§ INSTRUCTIONS TO FOLLOW: Copy out the entries below word for word, omitting the pictures.
==*==
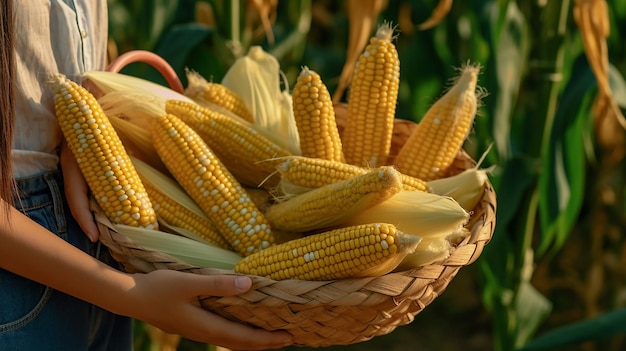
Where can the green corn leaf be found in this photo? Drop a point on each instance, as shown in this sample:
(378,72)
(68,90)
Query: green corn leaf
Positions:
(602,327)
(562,180)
==*==
§ SOLVED EXERCISE:
Where can the green corn leaf be found in this photo? Drop a point on each instance, as shown in this sample:
(378,72)
(68,90)
Query: green corn leaf
Positions:
(602,327)
(562,180)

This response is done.